Natural-language object grounding data:
>>>
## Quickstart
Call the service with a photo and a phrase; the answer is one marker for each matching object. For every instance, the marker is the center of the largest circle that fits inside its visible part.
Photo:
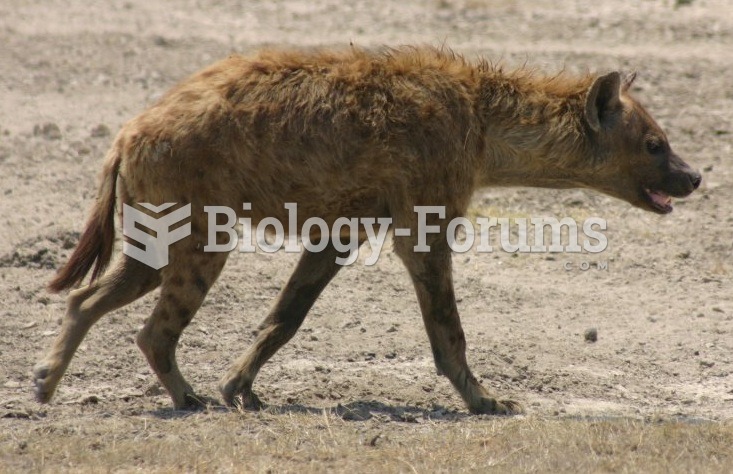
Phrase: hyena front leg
(431, 276)
(313, 272)
(186, 281)
(127, 281)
<<<
▸ **TASK DIRECTIONS**
Except for the pictures, print the data above exactly.

▸ **ANSWER FOR THE TASK**
## Quickstart
Call the service with a photo and a phrase; the answer is one marker for each matching object. For every instance, the marker is the center of the largest circle that fits inside its visible part.
Photo:
Phrase: hyena front leg
(431, 276)
(313, 272)
(186, 281)
(127, 281)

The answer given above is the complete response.